Records shown:
---*---

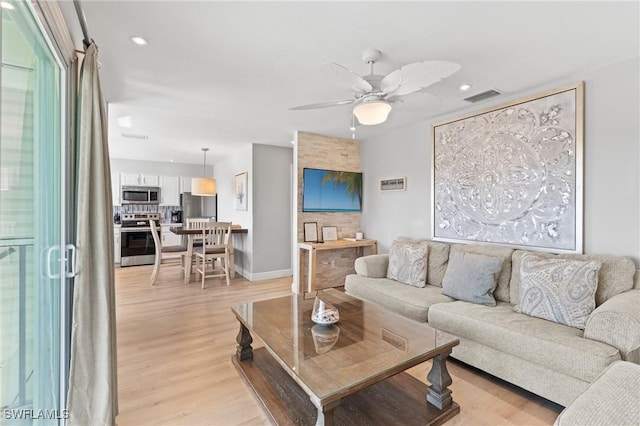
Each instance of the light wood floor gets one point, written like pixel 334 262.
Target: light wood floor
pixel 175 343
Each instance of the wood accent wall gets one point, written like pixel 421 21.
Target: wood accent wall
pixel 326 152
pixel 330 153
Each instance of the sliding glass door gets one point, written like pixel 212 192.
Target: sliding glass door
pixel 32 253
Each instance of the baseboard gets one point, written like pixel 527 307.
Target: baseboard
pixel 259 276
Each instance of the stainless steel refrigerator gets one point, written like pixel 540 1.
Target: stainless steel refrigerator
pixel 196 206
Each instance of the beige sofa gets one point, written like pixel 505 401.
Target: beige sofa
pixel 555 361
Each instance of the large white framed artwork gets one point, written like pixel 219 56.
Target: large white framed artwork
pixel 512 174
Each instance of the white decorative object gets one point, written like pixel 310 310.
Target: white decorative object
pixel 324 313
pixel 311 232
pixel 512 174
pixel 329 233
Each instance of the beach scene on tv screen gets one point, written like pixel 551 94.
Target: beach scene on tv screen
pixel 331 191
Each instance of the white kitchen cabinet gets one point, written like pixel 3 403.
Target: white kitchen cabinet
pixel 169 191
pixel 185 184
pixel 137 179
pixel 116 244
pixel 149 180
pixel 115 189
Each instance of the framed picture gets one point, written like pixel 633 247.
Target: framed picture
pixel 240 183
pixel 311 232
pixel 395 184
pixel 329 233
pixel 512 174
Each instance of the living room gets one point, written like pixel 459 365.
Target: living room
pixel 175 340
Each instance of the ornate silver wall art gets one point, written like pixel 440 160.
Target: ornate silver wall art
pixel 512 174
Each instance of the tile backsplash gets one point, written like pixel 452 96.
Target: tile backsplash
pixel 165 211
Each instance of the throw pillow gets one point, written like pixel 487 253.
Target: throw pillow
pixel 408 263
pixel 472 277
pixel 558 290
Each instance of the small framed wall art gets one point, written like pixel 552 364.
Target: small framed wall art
pixel 311 232
pixel 395 184
pixel 240 183
pixel 329 233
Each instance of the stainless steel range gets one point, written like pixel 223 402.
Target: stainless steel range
pixel 136 241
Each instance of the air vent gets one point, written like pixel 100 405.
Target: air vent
pixel 134 136
pixel 482 96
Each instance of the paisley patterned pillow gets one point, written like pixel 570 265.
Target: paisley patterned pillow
pixel 558 290
pixel 408 263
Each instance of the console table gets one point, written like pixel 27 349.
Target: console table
pixel 311 250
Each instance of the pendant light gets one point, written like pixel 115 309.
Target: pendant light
pixel 372 111
pixel 204 186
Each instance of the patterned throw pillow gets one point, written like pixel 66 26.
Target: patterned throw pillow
pixel 408 263
pixel 558 290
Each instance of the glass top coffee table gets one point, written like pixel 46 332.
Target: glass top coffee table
pixel 347 373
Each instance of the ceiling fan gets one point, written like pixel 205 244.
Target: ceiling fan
pixel 374 94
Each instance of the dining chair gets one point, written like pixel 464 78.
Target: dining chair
pixel 181 249
pixel 197 223
pixel 216 244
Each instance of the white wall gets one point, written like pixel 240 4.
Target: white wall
pixel 224 171
pixel 611 167
pixel 119 165
pixel 272 210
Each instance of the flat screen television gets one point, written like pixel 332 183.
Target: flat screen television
pixel 331 191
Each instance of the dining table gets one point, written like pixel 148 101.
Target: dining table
pixel 191 234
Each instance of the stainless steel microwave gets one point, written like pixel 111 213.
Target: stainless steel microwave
pixel 140 195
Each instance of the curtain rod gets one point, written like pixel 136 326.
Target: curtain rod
pixel 83 23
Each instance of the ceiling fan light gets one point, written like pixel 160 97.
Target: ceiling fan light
pixel 204 187
pixel 374 112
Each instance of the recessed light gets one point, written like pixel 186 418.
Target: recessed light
pixel 125 121
pixel 139 41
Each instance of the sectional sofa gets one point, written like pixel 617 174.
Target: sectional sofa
pixel 505 329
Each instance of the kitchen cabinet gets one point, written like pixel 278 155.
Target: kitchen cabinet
pixel 137 179
pixel 115 189
pixel 116 244
pixel 185 184
pixel 169 191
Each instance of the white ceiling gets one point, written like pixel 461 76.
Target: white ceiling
pixel 215 74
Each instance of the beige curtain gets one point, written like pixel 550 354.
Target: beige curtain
pixel 93 389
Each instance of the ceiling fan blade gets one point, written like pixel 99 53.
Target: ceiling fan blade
pixel 323 105
pixel 344 77
pixel 413 77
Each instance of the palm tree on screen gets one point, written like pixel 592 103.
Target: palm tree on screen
pixel 352 181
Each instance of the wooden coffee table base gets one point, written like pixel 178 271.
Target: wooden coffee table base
pixel 401 399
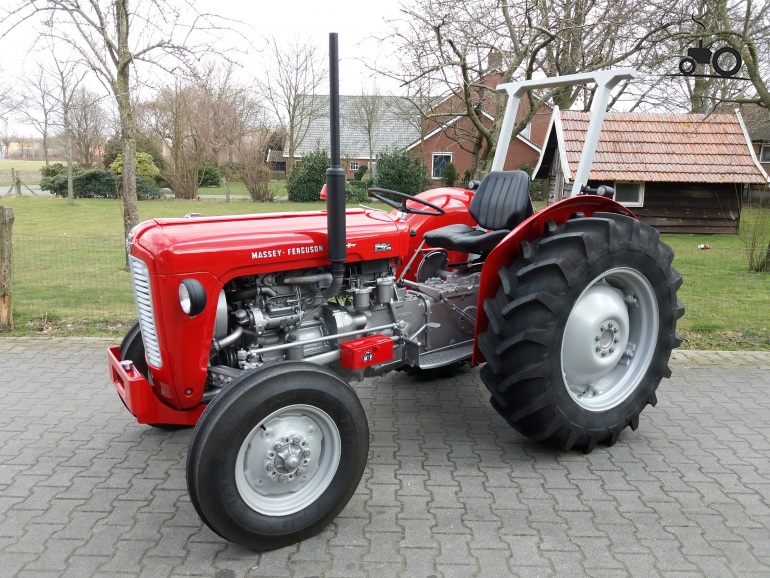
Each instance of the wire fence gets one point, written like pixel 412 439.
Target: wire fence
pixel 81 284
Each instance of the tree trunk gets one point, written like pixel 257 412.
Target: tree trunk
pixel 122 91
pixel 68 150
pixel 6 268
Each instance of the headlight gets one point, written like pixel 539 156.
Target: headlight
pixel 192 297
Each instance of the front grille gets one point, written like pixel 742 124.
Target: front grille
pixel 140 277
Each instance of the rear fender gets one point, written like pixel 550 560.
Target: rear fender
pixel 510 248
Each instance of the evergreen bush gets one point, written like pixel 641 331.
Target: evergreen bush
pixel 308 176
pixel 401 171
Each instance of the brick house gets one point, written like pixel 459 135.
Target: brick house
pixel 447 137
pixel 450 137
pixel 397 129
pixel 681 173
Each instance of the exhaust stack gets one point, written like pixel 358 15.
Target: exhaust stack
pixel 335 178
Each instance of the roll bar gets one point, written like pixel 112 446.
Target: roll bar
pixel 605 80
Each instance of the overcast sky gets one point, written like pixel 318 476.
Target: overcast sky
pixel 311 21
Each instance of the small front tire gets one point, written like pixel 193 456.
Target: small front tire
pixel 277 455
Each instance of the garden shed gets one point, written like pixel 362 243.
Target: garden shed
pixel 681 173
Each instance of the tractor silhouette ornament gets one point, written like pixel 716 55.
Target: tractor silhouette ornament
pixel 726 61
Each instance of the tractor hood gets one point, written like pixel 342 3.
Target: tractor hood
pixel 275 241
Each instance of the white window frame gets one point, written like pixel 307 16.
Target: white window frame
pixel 764 153
pixel 433 164
pixel 527 131
pixel 640 202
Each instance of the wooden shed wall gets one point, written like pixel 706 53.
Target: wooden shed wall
pixel 691 208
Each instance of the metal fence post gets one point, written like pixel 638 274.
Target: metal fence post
pixel 6 268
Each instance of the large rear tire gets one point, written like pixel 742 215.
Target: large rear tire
pixel 277 455
pixel 581 331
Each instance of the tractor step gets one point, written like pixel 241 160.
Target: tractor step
pixel 445 356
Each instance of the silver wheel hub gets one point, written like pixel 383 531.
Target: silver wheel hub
pixel 287 461
pixel 609 339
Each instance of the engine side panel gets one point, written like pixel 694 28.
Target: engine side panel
pixel 229 246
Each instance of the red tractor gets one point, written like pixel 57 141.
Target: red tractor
pixel 252 327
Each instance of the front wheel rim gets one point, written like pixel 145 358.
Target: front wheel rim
pixel 609 339
pixel 288 460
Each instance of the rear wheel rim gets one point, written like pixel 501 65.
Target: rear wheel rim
pixel 288 460
pixel 609 339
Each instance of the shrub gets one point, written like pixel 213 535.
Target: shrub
pixel 398 170
pixel 355 192
pixel 257 181
pixel 449 175
pixel 145 167
pixel 232 171
pixel 92 183
pixel 208 175
pixel 362 170
pixel 308 176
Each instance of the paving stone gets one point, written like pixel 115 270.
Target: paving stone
pixel 449 490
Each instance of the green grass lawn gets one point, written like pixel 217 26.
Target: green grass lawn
pixel 69 276
pixel 21 165
pixel 278 188
pixel 30 171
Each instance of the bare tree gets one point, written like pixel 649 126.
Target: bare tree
pixel 291 82
pixel 6 138
pixel 112 37
pixel 174 116
pixel 88 125
pixel 8 98
pixel 469 47
pixel 67 80
pixel 367 114
pixel 37 109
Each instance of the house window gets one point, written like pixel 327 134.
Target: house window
pixel 764 154
pixel 629 193
pixel 440 161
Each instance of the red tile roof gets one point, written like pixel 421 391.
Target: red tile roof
pixel 664 148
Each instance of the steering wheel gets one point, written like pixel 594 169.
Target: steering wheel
pixel 378 194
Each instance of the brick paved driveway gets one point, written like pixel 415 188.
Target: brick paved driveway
pixel 450 489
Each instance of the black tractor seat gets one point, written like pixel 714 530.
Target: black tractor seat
pixel 500 203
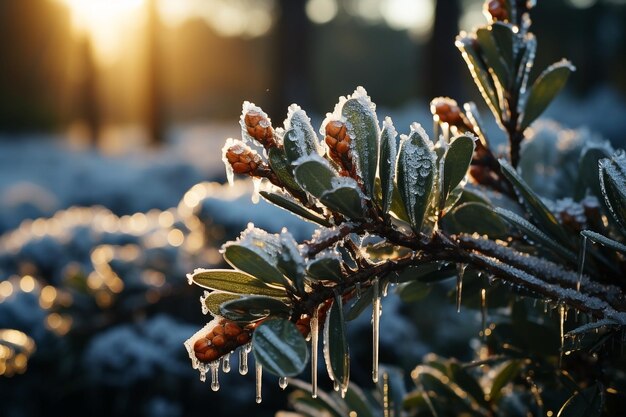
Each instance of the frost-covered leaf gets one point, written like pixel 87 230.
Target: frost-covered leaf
pixel 345 197
pixel 387 163
pixel 362 124
pixel 585 403
pixel 315 175
pixel 493 56
pixel 279 346
pixel 479 72
pixel 300 138
pixel 232 281
pixel 336 353
pixel 215 299
pixel 282 168
pixel 605 241
pixel 613 186
pixel 413 291
pixel 290 204
pixel 475 217
pixel 533 204
pixel 416 174
pixel 456 163
pixel 507 372
pixel 248 259
pixel 544 90
pixel 327 266
pixel 253 308
pixel 534 234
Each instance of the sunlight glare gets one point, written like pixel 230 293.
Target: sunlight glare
pixel 106 22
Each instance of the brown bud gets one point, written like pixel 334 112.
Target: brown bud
pixel 242 159
pixel 260 128
pixel 231 329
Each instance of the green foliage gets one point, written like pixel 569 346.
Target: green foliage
pixel 401 211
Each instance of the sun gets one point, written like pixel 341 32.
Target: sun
pixel 105 22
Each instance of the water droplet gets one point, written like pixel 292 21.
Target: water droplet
pixel 259 379
pixel 375 327
pixel 243 361
pixel 314 342
pixel 226 363
pixel 459 285
pixel 387 411
pixel 483 312
pixel 215 372
pixel 581 261
pixel 562 329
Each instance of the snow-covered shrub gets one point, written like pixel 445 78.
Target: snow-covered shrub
pixel 408 212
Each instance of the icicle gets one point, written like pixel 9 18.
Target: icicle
pixel 243 361
pixel 483 312
pixel 386 402
pixel 314 341
pixel 459 285
pixel 375 327
pixel 215 373
pixel 226 363
pixel 562 328
pixel 259 378
pixel 581 261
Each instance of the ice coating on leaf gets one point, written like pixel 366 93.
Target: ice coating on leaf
pixel 245 109
pixel 300 138
pixel 203 368
pixel 416 173
pixel 230 175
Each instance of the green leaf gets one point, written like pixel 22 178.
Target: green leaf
pixel 456 163
pixel 325 268
pixel 585 403
pixel 545 219
pixel 336 353
pixel 387 163
pixel 279 346
pixel 300 138
pixel 347 200
pixel 505 374
pixel 535 235
pixel 416 175
pixel 545 89
pixel 253 308
pixel 613 186
pixel 235 282
pixel 315 175
pixel 360 304
pixel 478 218
pixel 493 57
pixel 479 74
pixel 605 241
pixel 362 124
pixel 288 203
pixel 249 260
pixel 469 384
pixel 281 167
pixel 215 299
pixel 413 291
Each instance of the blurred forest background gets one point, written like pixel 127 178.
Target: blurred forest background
pixel 112 114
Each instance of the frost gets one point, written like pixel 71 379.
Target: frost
pixel 203 368
pixel 230 175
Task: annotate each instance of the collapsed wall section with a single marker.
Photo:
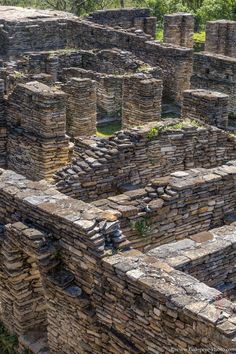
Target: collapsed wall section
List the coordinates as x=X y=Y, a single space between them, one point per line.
x=207 y=256
x=216 y=73
x=81 y=103
x=175 y=62
x=36 y=120
x=208 y=106
x=171 y=208
x=102 y=166
x=221 y=37
x=142 y=99
x=179 y=29
x=3 y=128
x=126 y=18
x=96 y=304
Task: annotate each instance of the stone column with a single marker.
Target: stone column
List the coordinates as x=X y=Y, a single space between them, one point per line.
x=81 y=107
x=36 y=118
x=221 y=37
x=3 y=128
x=179 y=29
x=208 y=106
x=141 y=100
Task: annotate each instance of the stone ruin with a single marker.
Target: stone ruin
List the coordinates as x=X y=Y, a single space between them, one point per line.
x=123 y=244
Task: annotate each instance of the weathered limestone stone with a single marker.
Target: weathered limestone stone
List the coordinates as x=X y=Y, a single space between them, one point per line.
x=37 y=145
x=179 y=29
x=3 y=129
x=208 y=106
x=141 y=101
x=81 y=107
x=138 y=19
x=221 y=37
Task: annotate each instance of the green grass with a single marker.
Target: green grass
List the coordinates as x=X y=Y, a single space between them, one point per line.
x=108 y=129
x=199 y=37
x=159 y=34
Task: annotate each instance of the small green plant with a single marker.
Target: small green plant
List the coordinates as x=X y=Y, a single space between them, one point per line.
x=140 y=226
x=160 y=34
x=8 y=342
x=152 y=133
x=57 y=254
x=143 y=68
x=18 y=75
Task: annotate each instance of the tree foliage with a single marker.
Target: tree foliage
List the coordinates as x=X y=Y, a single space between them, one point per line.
x=203 y=9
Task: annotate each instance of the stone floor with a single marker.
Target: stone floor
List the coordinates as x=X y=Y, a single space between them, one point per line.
x=36 y=342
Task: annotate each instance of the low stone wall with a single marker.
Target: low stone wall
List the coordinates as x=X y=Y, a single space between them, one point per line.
x=179 y=29
x=110 y=96
x=126 y=18
x=66 y=31
x=36 y=120
x=208 y=106
x=221 y=37
x=3 y=129
x=81 y=105
x=129 y=301
x=102 y=166
x=175 y=62
x=171 y=208
x=160 y=309
x=142 y=99
x=208 y=256
x=216 y=73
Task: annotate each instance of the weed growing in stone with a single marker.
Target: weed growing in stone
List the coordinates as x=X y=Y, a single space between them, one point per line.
x=140 y=226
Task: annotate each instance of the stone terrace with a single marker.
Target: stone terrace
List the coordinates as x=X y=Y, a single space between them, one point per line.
x=126 y=244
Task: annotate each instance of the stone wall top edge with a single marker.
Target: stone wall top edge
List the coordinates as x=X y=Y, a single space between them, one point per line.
x=197 y=247
x=214 y=57
x=188 y=295
x=44 y=197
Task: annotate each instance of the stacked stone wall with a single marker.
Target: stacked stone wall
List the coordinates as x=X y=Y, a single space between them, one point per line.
x=136 y=156
x=71 y=32
x=221 y=37
x=169 y=209
x=179 y=29
x=130 y=301
x=3 y=129
x=216 y=73
x=207 y=256
x=126 y=18
x=175 y=62
x=142 y=99
x=139 y=287
x=81 y=106
x=36 y=119
x=208 y=106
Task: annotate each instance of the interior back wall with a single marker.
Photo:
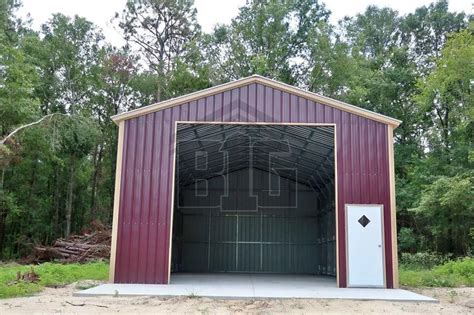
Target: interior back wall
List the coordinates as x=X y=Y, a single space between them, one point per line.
x=274 y=239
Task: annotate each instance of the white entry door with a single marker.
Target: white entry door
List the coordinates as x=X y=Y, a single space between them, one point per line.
x=365 y=257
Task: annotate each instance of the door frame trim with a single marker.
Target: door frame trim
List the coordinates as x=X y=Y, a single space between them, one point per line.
x=173 y=178
x=383 y=245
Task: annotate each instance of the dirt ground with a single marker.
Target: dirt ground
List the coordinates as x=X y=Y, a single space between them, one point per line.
x=61 y=301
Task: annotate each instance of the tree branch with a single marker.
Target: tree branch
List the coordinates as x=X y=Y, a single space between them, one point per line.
x=11 y=134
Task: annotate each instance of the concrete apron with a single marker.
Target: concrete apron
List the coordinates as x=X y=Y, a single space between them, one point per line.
x=253 y=286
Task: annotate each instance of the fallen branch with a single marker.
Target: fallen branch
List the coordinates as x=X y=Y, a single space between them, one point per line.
x=84 y=304
x=11 y=134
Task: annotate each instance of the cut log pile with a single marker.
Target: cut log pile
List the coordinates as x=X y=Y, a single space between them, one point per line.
x=76 y=248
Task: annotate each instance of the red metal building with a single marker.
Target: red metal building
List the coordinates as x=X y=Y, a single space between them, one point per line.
x=359 y=175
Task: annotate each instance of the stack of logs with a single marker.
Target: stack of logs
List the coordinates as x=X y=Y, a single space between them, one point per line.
x=91 y=245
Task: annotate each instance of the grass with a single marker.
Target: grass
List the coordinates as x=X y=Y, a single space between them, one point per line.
x=51 y=274
x=451 y=274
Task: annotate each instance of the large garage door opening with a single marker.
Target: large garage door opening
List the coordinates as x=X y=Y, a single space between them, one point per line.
x=254 y=198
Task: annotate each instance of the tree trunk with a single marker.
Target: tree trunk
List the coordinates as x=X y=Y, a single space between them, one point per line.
x=95 y=180
x=56 y=231
x=3 y=211
x=70 y=196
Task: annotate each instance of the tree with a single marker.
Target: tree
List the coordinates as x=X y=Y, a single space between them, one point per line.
x=266 y=38
x=446 y=95
x=162 y=30
x=426 y=30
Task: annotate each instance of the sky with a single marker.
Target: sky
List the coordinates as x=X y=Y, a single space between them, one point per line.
x=209 y=12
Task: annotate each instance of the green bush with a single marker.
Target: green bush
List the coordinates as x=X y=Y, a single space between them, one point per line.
x=51 y=274
x=423 y=260
x=451 y=274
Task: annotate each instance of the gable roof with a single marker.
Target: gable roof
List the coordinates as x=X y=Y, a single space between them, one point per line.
x=264 y=81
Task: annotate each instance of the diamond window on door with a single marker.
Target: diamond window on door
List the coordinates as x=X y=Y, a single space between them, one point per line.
x=364 y=221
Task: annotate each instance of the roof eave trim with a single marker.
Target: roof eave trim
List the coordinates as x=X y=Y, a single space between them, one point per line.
x=265 y=81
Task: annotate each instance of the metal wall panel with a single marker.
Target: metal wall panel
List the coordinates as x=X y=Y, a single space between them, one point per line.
x=143 y=245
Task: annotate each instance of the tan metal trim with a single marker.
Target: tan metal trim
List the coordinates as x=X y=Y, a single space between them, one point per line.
x=336 y=207
x=264 y=81
x=383 y=242
x=118 y=177
x=172 y=198
x=393 y=206
x=249 y=123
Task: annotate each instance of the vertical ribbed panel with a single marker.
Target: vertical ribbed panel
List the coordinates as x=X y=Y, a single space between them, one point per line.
x=146 y=186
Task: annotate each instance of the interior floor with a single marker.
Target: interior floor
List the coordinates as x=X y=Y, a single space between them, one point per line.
x=235 y=286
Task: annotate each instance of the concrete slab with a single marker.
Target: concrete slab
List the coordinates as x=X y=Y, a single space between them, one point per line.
x=254 y=286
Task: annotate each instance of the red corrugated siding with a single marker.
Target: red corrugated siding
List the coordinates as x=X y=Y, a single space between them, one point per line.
x=145 y=200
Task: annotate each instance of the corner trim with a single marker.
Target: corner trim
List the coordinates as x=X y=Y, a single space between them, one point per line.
x=393 y=206
x=118 y=181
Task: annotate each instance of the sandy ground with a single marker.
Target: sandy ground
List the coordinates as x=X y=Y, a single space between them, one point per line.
x=61 y=301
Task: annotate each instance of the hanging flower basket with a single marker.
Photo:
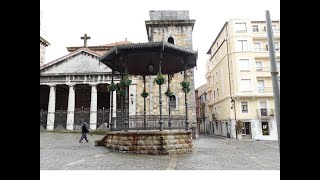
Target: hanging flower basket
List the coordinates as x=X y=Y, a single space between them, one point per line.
x=159 y=79
x=120 y=89
x=185 y=84
x=168 y=93
x=126 y=81
x=144 y=94
x=239 y=126
x=112 y=87
x=186 y=90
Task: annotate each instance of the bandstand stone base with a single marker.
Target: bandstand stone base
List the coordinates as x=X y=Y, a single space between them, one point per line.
x=149 y=142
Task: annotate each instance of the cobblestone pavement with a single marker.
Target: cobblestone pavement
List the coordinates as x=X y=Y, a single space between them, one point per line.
x=62 y=151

---*---

Task statement:
Please repeat the listing between the lines holding "Task: annotate each instance of the hanging" and "x=149 y=142", inclusive, changing "marker" to "dot" and leaving everything else as it is. Omit the pictures from your answer.

Result of the task:
Task: annotate each instance of the hanging flower basket with a single dot.
Photo:
Target: hanging flower basket
List the coordinates as x=X y=Y, a single space between them, one point per line.
x=159 y=79
x=120 y=89
x=185 y=84
x=168 y=93
x=126 y=81
x=144 y=94
x=239 y=126
x=112 y=87
x=186 y=90
Task: annotate each instance of the bandstand stone base with a single dot.
Target: bandstand stone base
List the coordinates as x=X y=Y, a single space between them, one point per line.
x=149 y=142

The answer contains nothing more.